### [Exercise task a]
Rescale the entries from the line with "Task: Where can the bridge" up to and including the line with "x=896, y=90". Write all of those lines out again, requests included, and multiply every coordinate in the answers by 2.05, rounding to whole numbers with halves rounded up.

### [Text to read]
<<<<

# what is a good co2 diffuser



## rick dale (Feb 26, 2014)

Just started a co2 system in my planted tank.What is a good diffuser ? I have a 55 gallon tank , with a pressurized co2 system. I am needing to figure out the best way to get the co2 dispersed in the aquarium.


----------



## coralbandit (Jul 29, 2012)

I use reactors,but my co2 is set up in my sump so I don't have to see it.I use the insta's and sera(I have 2 of each);Ista Max Mix CO2 Reactor Large
Since you have HOB filtersyou would need a power head or canister to run a reactor(the insta's are pretty cheap!).Other wise GLA sells diffusers.
In the beginning I just ran my co2 to a powerhead through it's venturi which worked ok.Any diffuser that through position or volume allows bubbles to reach surface is not saturating the water enough or you are just wasting co2 IMO.

>>>>

### [Supplied material]
<<<<

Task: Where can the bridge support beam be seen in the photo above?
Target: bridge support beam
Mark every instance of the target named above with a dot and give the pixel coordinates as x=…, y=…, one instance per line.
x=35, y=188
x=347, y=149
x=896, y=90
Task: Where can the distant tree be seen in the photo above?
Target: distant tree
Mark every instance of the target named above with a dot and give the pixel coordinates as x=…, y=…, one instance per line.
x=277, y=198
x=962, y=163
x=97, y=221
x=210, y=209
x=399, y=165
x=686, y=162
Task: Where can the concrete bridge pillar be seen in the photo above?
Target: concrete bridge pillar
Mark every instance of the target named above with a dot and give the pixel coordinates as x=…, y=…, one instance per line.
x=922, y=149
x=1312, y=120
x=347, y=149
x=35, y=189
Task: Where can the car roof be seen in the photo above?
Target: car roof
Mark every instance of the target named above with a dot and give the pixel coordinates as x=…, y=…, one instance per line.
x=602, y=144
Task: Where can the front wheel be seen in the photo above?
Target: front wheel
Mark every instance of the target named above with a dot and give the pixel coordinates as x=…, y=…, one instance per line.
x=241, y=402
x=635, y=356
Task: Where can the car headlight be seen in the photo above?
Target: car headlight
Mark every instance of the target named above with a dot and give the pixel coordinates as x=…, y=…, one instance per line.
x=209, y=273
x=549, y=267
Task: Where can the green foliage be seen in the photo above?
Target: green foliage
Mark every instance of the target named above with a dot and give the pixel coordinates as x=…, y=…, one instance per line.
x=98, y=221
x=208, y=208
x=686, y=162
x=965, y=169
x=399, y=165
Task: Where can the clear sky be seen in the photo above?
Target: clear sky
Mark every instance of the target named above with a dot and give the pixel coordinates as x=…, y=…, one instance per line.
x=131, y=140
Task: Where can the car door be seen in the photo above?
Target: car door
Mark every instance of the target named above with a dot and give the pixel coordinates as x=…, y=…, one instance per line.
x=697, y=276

>>>>
<<<<

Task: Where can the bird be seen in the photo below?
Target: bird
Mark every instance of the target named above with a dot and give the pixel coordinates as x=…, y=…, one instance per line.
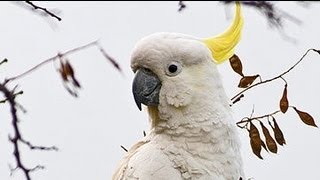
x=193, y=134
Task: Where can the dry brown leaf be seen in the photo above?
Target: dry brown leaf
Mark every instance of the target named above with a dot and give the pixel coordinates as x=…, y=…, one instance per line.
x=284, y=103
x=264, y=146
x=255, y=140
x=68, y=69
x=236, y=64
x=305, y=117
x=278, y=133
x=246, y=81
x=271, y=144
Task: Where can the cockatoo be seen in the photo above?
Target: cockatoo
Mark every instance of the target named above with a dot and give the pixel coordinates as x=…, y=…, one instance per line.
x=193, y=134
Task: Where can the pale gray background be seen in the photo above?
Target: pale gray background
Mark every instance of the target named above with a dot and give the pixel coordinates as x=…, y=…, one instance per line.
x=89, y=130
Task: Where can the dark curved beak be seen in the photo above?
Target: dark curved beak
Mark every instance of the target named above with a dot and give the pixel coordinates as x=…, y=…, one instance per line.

>>>>

### [Exercise task b]
Pick up the forum thread on CO2 diffusers and keep it going from where it stops.

### [Task response a]
Task: Where can the bridge support beam be seen in the photo above?
Target: bridge support beam
Mark every instance of the target named above with a dot and give the pixel coordinates as x=…, y=…, one instance per line.
x=72, y=385
x=711, y=305
x=1837, y=185

### [Task response b]
You may even be able to install air stone or diffuser in you HOB filter to help mix it into the water column better?


----------



## majerah1 (Oct 29, 2010)

I like the inline atomic diffusers. I have a canister filter though and it fits right on the hosing. Works pretty well.


----------



## nh murph (Mar 21, 2014)

I've got a 60mm Atomic diffuser with a check valve from GLA (who have been fantastic to deal with BTW). I set it up under a little Hydor power head so the bubbles float up to the power head and get dispersed throughout the tank. So far so good with this setup.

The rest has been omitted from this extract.